= Task item =
A line qualifies if it holds the string "gray". Copy every qualifying line from the records.

= Data listing =
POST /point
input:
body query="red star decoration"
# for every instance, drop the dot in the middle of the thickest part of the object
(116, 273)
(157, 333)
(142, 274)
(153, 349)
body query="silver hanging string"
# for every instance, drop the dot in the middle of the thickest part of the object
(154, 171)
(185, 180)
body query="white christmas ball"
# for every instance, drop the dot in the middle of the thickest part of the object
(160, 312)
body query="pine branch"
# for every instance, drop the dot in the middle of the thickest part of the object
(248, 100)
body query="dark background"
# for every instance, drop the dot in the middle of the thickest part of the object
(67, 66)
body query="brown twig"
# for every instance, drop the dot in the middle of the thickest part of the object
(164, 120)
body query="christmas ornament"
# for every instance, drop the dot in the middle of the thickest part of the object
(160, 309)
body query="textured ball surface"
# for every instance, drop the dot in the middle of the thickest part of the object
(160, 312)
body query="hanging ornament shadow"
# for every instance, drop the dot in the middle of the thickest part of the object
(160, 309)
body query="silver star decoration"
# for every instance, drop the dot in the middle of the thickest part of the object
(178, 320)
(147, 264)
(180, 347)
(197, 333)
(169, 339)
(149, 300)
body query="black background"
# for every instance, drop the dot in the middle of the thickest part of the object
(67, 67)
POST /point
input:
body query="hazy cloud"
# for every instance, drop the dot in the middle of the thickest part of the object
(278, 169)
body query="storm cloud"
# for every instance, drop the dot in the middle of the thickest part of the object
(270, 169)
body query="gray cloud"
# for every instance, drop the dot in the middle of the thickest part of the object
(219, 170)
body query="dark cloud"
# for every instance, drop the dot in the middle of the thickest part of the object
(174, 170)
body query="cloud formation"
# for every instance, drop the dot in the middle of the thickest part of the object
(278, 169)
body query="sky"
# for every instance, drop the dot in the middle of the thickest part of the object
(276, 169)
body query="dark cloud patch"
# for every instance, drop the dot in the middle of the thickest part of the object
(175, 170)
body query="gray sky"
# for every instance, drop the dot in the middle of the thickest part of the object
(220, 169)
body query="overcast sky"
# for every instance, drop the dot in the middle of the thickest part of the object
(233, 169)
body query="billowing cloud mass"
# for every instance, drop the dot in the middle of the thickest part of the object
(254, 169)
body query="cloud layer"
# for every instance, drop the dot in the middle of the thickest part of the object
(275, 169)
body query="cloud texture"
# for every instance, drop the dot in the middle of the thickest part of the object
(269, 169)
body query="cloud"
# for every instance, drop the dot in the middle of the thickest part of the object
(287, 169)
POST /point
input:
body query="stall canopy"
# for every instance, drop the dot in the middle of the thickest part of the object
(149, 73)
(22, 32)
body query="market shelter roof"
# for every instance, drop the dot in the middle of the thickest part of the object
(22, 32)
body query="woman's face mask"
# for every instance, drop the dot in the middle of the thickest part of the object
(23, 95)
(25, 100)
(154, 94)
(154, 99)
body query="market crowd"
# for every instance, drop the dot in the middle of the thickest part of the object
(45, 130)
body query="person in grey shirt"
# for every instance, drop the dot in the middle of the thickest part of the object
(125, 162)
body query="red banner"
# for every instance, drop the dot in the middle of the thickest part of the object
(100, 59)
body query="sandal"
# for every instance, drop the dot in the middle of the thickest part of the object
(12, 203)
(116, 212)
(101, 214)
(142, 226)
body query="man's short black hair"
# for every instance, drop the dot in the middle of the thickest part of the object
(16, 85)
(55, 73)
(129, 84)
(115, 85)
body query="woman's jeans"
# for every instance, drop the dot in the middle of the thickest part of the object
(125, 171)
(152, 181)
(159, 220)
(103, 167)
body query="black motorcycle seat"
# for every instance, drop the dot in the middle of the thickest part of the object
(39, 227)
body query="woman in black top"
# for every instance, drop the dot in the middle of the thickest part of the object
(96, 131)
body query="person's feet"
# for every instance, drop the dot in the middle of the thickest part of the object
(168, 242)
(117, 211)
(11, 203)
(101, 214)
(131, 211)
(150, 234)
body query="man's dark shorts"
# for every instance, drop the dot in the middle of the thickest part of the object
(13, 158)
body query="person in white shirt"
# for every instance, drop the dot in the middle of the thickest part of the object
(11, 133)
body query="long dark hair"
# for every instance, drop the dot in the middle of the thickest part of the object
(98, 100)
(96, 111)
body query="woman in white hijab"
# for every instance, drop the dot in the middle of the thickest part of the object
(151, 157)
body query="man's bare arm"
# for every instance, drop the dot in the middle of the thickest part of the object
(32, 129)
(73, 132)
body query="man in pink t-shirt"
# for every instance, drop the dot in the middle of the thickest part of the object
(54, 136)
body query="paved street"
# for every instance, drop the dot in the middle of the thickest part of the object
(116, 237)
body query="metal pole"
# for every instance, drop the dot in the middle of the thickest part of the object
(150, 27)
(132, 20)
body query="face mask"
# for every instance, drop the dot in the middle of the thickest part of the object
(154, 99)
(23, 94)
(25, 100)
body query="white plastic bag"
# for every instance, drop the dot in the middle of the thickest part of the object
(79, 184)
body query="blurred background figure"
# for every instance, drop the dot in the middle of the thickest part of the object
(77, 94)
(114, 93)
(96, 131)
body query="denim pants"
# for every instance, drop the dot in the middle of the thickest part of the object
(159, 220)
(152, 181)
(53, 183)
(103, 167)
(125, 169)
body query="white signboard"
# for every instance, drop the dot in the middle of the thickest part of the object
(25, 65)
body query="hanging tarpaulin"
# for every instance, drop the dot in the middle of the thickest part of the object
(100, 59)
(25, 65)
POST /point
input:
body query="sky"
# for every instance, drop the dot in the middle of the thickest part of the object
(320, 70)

= Solution to this task =
body query="gray cloud"
body query="gray sky"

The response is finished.